Answer these three questions using the BigQuery post below.
1. Which store and city go with user YYY in the sample table?
2. What price is given for apple?
3. On what event date does user XXX buy bread?

▸ **Source text**
━━━━━━━━━━━━━━━━

Search code examples
sqlarraysgoogle-bigquery

Combining and aggregating key/value pairs across different events/rows


I have a table consisting of customer events. These events have arrays containing keys and values.

The following simulated table illustrates what these events could look like:

user event_date event_timestamp store city purchases.key purchases.int_value purchases.float_value purchases.string_value
XXX 2025-01-01 1735693200 store_1 london type online
ware banana
amount 2
price 0.5
XXX 2025-01-01 1735693201 store_1 london type online
ware apple
amount 3
price 0.6
XXX 2025-01-01 1735693202 store_1 london type online
ware banana
amount 3
price 0.5
XXX 2025-01-02 1735693203 store_1 london type online
ware bread
amount 1
price 1.0
YYY 2025-01-01 1735693204 store_2 sydney type physical
ware milk
amount 1
price 1.5
WITH
  CTE_TEST_DATA AS (
    SELECT
      'XXX'     AS user
      ,'2025-01-01' AS event_date
      ,'store_1'    AS store
      ,'london'     AS city
      ,[
          STRUCT('type' AS key, NULL AS int_value, NULL as float_value, 'online' AS string_value),
          STRUCT('ware', NULL, NULL, 'banana'),
          STRUCT('amount', 2, NULL, NULL),
          STRUCT('price', NULL, 0.5, NULL)
        ] AS purchases
    UNION ALL
    SELECT
      'XXX'     AS user
      ,'2025-01-01' AS event_date
      ,'store_1'    AS store
      ,'london'     AS city
      ,[
          STRUCT('type', NULL, NULL, 'online'),
          STRUCT('ware', NULL, NULL, 'apple'),
          STRUCT('amount', 3, NULL, NULL),
          STRUCT('price', NULL, 0.6, NULL)

━━━━━━━━━━━━━━━━

▸ **Dataset entries**

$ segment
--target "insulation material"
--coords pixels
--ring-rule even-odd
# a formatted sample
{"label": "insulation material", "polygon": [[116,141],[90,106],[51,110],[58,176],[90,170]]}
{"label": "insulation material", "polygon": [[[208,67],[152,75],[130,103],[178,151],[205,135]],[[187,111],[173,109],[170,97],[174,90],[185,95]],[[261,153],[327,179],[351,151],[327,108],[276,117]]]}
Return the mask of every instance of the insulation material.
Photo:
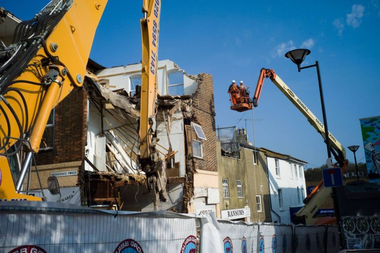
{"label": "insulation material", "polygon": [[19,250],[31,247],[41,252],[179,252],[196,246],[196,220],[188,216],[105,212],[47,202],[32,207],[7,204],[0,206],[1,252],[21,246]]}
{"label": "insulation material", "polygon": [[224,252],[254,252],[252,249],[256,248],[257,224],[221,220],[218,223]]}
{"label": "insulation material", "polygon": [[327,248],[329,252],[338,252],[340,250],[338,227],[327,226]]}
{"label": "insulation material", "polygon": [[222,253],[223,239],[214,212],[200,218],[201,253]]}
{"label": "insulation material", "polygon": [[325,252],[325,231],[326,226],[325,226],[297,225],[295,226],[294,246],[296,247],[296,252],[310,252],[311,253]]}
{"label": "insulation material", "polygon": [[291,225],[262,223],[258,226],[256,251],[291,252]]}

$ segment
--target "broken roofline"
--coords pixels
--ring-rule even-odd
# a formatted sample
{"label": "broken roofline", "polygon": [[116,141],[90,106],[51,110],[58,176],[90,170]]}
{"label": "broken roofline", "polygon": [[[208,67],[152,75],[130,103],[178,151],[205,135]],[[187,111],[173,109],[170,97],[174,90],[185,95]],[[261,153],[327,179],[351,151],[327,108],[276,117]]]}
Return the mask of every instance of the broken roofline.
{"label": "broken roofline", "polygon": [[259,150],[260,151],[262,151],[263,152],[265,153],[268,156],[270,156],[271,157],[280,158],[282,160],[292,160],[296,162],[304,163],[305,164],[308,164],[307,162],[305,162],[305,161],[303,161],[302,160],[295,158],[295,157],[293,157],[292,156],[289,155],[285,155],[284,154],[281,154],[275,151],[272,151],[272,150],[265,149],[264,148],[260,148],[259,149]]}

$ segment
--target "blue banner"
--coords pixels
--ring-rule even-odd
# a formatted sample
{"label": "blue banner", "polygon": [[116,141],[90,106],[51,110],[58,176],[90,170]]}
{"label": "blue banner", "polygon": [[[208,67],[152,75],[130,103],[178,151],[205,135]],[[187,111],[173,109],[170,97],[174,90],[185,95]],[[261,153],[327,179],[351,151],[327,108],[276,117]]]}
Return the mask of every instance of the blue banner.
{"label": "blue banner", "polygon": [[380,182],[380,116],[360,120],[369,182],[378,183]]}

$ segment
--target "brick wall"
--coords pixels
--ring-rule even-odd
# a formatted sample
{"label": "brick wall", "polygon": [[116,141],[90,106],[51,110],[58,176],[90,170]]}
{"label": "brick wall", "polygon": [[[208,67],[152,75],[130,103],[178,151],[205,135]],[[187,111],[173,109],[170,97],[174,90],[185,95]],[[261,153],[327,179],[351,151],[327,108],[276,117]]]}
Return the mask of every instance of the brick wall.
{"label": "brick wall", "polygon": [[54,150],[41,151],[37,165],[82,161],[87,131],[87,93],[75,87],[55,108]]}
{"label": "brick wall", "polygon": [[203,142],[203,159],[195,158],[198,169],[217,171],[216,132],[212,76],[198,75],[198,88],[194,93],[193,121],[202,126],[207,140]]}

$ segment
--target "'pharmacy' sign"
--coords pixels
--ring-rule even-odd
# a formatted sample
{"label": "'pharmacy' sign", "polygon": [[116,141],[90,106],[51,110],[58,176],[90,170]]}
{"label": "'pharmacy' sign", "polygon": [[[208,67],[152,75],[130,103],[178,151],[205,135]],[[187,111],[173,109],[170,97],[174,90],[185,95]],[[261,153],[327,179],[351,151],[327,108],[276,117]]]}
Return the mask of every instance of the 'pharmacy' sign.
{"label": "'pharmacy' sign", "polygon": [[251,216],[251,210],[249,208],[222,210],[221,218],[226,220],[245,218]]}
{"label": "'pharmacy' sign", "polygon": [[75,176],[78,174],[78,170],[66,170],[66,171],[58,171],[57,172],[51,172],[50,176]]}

━━━━━━━━━━━━━━━━

▸ **Written response**
1. store_2, sydney
2. 0.6
3. 2025-01-02